Locate every line in the material below that contains the string "person", and copy each of those lines.

Records start

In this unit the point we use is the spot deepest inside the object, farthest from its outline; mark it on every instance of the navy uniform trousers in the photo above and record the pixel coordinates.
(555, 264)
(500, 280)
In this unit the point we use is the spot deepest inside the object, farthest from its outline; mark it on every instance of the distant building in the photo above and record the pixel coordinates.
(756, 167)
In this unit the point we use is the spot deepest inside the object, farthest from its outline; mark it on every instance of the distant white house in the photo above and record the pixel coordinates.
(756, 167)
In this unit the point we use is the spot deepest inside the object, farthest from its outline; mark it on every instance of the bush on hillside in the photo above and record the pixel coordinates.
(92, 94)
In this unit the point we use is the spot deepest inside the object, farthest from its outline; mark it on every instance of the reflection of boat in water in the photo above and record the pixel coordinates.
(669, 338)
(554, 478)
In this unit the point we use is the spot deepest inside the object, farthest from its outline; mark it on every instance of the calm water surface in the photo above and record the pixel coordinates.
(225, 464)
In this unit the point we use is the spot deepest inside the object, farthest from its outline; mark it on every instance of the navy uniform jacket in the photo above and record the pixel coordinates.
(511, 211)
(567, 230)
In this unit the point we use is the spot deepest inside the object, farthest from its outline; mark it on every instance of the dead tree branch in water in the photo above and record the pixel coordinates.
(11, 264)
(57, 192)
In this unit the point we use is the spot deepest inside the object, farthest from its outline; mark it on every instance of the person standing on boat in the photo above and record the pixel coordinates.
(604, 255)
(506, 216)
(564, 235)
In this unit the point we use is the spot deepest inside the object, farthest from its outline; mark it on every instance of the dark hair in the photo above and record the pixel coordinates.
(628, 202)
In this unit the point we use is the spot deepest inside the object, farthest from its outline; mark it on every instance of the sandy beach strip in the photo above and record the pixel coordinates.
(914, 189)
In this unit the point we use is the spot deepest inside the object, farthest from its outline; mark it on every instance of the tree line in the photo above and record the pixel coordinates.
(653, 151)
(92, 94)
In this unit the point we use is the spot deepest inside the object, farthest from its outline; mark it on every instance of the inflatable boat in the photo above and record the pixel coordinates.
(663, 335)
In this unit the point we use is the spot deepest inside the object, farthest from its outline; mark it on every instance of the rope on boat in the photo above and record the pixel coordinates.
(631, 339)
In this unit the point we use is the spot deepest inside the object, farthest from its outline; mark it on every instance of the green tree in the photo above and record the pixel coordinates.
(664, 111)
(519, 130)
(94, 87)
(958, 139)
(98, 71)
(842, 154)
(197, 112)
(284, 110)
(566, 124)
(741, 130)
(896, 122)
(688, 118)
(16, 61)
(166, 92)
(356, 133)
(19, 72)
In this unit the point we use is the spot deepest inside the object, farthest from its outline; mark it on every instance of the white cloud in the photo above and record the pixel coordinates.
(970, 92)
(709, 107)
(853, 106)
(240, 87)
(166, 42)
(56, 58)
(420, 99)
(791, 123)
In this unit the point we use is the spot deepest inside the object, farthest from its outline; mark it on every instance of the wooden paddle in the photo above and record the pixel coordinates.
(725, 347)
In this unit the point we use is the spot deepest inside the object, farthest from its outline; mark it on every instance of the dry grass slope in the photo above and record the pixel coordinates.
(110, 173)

Records end
Records start

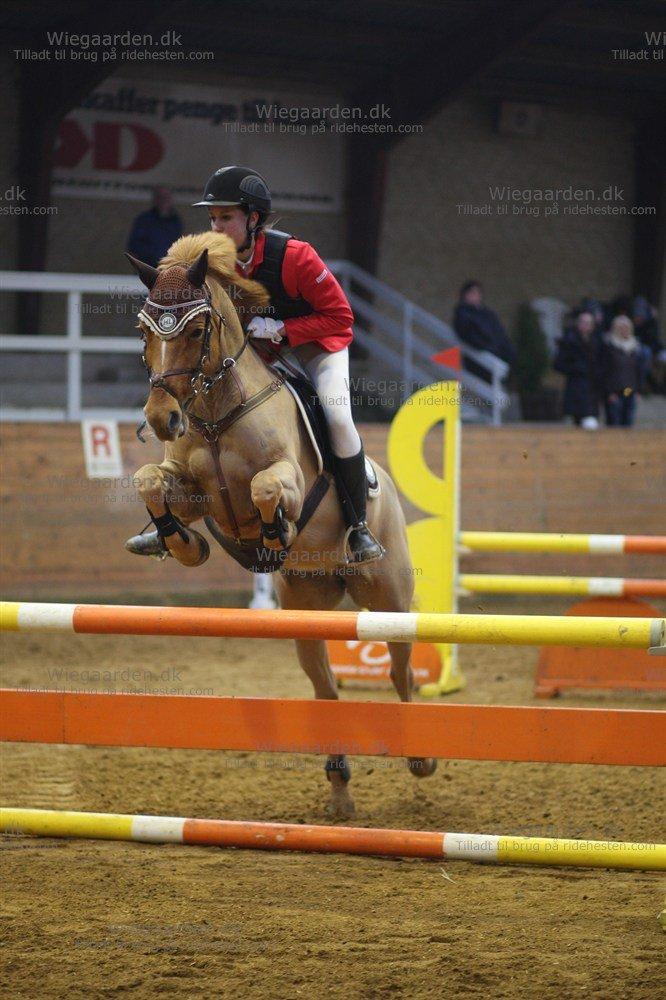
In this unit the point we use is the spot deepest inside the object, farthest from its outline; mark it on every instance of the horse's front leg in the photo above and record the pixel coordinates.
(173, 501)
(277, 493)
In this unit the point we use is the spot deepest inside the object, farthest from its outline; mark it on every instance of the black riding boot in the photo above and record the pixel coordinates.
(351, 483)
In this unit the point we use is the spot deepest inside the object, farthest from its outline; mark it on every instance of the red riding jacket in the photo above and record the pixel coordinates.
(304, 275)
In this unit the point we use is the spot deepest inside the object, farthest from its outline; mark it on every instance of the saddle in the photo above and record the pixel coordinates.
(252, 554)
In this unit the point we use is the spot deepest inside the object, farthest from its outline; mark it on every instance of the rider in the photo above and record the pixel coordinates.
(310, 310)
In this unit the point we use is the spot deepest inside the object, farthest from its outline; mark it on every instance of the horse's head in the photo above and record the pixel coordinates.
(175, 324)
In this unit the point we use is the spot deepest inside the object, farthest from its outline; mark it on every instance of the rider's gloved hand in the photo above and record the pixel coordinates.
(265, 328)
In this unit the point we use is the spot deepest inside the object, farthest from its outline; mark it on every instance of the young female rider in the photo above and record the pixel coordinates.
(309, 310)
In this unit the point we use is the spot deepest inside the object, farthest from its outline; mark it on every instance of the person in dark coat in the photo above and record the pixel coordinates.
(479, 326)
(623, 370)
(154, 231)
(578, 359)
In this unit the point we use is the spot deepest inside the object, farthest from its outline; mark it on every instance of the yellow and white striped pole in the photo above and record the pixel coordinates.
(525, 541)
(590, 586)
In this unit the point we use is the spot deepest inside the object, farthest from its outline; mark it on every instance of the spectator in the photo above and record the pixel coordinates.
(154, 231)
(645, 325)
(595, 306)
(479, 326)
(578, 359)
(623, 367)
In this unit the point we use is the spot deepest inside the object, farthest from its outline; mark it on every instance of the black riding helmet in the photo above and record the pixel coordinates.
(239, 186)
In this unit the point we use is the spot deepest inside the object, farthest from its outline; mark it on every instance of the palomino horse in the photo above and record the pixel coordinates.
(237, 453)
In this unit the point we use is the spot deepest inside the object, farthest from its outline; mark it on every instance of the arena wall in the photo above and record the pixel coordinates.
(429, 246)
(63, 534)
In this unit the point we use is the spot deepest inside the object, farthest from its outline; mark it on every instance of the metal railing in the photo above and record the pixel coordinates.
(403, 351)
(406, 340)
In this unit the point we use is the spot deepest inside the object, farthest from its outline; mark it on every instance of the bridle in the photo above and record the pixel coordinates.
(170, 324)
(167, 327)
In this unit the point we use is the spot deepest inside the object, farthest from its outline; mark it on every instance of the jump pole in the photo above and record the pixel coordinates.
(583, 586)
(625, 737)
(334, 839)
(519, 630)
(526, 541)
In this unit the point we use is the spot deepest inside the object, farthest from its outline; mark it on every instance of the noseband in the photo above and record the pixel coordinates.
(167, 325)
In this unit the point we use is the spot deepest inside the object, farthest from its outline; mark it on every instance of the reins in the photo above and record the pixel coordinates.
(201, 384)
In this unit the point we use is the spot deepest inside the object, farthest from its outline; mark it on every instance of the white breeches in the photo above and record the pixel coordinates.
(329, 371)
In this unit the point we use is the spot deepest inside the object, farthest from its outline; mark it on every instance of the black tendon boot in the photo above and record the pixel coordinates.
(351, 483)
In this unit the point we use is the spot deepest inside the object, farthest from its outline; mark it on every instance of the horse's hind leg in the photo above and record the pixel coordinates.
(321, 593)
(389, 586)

Records end

**Result of this exercise**
In this unit the point we use is the spot deepest inside the object, farthest from its outline; mark it on every instance of the person standing on boat in the photo above and record the pixel coordinates.
In this unit the point we use is the spot deepest inside the object, farthest from its outline; mark it on every instance of the person in dark coat in the photo above and record the pixel coordinates.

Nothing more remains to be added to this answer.